### Stated problem:
Copy the rows word for word, from the first line up to and including the line with "65 56 L 119".
##########
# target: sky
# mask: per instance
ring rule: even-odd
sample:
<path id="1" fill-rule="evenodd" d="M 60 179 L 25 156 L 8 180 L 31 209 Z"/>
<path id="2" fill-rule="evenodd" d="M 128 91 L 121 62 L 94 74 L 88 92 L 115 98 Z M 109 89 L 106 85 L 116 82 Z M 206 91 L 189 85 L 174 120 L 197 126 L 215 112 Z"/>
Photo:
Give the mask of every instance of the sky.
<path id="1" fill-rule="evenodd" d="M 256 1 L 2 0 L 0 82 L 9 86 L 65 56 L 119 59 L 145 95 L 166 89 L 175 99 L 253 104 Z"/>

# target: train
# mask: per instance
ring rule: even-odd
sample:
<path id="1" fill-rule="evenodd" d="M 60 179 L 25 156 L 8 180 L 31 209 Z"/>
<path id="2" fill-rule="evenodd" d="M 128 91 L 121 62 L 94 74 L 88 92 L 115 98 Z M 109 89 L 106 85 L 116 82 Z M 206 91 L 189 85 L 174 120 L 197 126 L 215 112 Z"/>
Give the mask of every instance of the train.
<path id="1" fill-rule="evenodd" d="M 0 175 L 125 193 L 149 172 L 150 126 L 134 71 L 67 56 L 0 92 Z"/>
##########
### Answer to this task:
# target: sky
# mask: per instance
ring rule: even-odd
sample:
<path id="1" fill-rule="evenodd" d="M 60 179 L 25 156 L 8 180 L 31 209 Z"/>
<path id="2" fill-rule="evenodd" d="M 128 91 L 121 62 L 94 74 L 88 92 L 115 98 Z M 109 89 L 106 85 L 116 82 Z M 206 91 L 189 85 L 174 120 L 197 126 L 215 112 Z"/>
Photo:
Give the mask of every instance of the sky.
<path id="1" fill-rule="evenodd" d="M 256 1 L 2 0 L 0 82 L 9 86 L 65 56 L 119 59 L 145 95 L 166 89 L 175 99 L 253 104 Z"/>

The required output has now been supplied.